**Work to be completed**
The expected output is the line with "Where can the hand" followed by every remaining line of the entries, all repeated exactly.

Data for the task START

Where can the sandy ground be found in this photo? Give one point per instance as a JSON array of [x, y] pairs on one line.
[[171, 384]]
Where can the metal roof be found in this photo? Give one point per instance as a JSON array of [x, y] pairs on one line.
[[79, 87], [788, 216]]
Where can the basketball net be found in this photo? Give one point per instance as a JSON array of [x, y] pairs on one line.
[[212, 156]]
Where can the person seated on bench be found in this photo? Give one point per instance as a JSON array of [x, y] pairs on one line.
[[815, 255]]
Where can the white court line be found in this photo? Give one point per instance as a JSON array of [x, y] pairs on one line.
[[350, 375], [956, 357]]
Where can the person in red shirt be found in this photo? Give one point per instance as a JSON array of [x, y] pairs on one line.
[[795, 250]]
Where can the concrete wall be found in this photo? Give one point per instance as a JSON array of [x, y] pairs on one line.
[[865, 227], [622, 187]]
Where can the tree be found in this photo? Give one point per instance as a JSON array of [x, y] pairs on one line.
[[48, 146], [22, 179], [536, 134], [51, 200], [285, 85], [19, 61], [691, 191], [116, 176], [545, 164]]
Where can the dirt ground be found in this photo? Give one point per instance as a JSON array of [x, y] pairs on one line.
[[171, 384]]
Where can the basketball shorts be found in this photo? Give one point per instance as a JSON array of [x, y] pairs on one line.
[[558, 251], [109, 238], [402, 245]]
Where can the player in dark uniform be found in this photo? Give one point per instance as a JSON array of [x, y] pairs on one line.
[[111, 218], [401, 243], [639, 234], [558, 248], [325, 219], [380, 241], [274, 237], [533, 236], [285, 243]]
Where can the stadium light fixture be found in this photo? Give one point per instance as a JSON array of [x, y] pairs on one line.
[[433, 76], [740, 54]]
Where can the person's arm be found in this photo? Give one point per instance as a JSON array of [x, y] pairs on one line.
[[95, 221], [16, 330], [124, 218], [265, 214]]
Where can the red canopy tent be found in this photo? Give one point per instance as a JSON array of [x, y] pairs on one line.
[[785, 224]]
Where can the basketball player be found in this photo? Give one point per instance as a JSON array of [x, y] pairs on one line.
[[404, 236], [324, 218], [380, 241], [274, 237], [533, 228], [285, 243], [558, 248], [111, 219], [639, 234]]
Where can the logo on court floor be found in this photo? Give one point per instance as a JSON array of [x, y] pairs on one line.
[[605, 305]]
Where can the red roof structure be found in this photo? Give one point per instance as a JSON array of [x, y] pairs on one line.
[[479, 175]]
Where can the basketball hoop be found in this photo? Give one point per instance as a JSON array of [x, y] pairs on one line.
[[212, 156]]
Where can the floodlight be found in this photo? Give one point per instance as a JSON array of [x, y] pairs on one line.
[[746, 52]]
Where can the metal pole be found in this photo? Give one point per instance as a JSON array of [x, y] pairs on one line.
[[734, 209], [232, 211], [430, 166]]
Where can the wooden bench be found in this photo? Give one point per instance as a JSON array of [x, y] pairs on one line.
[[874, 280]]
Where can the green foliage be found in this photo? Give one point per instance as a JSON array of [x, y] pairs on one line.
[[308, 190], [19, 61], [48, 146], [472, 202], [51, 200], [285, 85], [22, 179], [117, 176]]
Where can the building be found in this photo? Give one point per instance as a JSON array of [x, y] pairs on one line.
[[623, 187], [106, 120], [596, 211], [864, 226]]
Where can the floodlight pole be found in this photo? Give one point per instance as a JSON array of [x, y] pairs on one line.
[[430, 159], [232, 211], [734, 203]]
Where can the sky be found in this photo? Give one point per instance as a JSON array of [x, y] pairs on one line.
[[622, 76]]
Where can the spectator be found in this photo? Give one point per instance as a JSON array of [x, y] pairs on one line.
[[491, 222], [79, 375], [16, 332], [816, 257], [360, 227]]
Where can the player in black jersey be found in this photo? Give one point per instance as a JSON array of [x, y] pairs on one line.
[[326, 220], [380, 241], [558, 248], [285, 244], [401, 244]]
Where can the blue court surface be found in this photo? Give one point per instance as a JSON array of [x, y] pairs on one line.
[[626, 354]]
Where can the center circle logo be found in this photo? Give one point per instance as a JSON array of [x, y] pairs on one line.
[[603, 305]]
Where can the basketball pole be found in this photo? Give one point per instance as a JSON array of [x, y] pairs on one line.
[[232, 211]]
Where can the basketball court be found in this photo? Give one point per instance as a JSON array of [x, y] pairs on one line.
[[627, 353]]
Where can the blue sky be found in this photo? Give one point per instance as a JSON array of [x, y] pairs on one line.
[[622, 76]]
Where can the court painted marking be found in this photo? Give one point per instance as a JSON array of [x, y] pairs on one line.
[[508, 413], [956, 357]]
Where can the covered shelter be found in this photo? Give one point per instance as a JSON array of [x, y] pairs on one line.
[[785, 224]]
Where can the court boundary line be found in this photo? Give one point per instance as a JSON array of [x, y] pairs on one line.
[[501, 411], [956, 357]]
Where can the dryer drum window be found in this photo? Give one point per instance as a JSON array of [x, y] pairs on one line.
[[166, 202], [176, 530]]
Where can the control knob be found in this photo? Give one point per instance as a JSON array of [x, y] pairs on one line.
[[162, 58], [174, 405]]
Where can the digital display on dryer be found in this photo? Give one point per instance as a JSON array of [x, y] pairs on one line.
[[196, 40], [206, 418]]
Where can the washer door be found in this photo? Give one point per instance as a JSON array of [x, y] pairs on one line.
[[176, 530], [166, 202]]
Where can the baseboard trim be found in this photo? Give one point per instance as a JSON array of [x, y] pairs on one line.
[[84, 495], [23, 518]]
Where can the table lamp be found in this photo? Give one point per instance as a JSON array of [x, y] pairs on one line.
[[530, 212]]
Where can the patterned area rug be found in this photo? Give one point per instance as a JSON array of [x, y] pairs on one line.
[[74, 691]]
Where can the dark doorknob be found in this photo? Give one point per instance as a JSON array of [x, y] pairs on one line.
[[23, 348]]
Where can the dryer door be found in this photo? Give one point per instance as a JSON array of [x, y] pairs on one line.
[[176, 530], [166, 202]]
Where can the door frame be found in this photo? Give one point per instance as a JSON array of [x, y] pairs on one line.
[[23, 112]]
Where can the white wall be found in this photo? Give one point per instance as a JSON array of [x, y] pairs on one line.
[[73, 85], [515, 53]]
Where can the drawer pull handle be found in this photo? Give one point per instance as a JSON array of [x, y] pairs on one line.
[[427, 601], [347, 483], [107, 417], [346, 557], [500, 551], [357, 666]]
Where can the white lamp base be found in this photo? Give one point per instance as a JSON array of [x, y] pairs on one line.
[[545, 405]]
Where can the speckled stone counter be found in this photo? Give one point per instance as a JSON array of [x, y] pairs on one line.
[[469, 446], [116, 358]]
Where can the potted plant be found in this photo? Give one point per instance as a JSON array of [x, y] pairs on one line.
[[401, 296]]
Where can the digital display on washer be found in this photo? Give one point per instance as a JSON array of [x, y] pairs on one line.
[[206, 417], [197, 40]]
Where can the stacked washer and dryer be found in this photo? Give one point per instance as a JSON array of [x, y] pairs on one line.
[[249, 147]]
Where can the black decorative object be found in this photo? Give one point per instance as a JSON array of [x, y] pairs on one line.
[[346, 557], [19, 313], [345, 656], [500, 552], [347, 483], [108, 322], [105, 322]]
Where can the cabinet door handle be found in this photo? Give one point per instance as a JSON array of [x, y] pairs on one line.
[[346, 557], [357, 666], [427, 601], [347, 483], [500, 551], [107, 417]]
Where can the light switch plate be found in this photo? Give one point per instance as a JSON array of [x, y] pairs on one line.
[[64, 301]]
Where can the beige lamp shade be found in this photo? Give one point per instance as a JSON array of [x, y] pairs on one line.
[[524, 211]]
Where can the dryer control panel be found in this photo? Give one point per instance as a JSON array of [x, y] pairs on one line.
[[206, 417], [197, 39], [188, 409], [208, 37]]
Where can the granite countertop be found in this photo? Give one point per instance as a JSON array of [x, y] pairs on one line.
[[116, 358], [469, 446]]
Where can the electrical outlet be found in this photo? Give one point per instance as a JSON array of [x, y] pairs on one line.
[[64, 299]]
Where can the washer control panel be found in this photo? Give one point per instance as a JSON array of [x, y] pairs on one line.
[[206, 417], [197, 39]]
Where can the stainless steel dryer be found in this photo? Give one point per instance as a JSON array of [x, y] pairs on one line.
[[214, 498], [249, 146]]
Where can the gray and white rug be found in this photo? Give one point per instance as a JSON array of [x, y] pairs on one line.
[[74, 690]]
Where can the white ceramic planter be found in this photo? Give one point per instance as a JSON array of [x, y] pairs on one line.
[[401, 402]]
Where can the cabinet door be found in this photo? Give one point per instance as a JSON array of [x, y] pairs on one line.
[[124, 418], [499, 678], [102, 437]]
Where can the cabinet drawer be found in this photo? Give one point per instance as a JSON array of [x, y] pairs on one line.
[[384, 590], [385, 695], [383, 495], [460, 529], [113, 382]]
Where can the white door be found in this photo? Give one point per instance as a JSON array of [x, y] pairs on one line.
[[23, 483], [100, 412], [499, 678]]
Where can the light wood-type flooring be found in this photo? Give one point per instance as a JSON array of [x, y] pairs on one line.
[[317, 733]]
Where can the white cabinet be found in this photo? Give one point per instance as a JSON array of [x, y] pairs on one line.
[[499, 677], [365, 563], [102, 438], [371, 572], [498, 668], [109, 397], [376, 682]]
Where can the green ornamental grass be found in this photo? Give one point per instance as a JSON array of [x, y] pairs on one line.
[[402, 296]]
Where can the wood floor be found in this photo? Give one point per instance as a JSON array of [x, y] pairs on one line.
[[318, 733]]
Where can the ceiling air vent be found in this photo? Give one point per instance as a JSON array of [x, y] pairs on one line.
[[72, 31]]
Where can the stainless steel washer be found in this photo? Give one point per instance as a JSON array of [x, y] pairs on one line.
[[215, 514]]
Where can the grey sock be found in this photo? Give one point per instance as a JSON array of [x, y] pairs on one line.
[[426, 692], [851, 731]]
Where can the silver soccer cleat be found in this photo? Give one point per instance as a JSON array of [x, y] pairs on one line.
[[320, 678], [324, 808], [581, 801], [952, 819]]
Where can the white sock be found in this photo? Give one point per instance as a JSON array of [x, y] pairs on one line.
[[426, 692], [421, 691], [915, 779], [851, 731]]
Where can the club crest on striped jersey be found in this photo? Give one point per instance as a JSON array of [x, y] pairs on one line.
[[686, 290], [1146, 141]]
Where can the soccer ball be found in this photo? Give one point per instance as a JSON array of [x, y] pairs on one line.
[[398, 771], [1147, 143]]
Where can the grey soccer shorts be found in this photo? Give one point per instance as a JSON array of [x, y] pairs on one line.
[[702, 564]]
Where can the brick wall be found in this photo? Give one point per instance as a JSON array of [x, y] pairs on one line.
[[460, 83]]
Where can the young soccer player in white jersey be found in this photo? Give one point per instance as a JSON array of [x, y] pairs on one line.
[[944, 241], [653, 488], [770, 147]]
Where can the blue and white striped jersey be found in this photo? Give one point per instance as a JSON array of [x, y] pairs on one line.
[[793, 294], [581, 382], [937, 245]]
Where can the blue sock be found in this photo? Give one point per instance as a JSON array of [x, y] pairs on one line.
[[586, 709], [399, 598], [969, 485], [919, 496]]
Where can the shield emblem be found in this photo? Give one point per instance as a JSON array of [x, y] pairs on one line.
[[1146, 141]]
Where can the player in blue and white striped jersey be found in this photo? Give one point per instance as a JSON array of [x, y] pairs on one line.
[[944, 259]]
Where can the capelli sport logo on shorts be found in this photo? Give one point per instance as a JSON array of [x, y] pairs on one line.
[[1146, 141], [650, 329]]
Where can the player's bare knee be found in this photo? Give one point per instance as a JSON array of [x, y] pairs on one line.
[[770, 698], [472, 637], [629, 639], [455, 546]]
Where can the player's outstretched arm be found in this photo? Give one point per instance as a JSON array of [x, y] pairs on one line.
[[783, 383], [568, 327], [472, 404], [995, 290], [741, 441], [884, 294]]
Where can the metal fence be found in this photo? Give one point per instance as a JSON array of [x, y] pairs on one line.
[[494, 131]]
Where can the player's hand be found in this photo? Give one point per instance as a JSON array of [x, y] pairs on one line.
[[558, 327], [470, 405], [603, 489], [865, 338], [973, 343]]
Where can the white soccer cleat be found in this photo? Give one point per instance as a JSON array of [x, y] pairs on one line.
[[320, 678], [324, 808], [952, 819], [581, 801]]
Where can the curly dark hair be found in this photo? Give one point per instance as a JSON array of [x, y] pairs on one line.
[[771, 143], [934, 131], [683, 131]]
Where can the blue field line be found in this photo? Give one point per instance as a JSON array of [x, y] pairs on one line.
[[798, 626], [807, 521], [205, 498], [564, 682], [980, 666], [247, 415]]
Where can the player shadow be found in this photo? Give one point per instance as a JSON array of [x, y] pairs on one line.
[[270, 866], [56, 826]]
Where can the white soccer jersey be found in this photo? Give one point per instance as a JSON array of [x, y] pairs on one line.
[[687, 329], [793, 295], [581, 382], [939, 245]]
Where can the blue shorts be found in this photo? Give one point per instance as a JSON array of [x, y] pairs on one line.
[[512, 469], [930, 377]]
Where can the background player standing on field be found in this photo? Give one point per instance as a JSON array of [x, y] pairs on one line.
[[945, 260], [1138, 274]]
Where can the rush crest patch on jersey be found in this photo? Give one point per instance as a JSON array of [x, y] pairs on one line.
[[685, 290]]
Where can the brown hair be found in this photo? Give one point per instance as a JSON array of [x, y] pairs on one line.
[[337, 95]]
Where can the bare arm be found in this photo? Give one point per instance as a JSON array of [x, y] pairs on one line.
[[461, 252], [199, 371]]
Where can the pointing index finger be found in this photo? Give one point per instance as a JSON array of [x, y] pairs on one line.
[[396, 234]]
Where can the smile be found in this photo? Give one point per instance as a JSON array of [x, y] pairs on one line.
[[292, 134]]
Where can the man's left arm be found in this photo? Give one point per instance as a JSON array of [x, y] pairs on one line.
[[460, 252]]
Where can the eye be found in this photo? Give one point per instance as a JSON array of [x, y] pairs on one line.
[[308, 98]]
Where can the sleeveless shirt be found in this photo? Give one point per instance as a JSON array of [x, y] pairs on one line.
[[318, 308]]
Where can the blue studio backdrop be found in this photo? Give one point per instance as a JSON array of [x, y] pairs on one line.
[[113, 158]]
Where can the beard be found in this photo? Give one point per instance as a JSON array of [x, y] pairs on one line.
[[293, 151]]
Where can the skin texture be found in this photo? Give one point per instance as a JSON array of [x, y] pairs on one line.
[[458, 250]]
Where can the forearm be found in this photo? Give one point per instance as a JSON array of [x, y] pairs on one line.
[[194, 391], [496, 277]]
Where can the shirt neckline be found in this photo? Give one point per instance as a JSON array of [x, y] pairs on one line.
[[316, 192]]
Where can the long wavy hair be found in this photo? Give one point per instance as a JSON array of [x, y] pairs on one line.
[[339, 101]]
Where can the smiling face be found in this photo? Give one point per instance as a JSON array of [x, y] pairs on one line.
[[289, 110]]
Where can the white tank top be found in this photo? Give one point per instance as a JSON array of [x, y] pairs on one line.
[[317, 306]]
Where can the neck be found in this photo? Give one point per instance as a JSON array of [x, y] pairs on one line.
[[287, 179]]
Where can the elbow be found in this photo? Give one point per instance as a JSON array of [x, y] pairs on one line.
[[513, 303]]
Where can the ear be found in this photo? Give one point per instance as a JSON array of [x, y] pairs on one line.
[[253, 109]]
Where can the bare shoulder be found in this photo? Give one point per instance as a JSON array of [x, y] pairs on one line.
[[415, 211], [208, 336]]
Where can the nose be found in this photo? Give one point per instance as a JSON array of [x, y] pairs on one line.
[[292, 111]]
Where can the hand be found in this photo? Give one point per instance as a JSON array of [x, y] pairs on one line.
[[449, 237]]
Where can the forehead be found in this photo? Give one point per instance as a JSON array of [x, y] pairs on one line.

Data for the task END

**Worked solution**
Where can the hand be found in this photo? Give one point per instance as a JSON array of [x, y] pairs on one line.
[[449, 237]]
Where can the forehead be found in this photo? Give one point per instance as a JSON array of [x, y] pairs on one line.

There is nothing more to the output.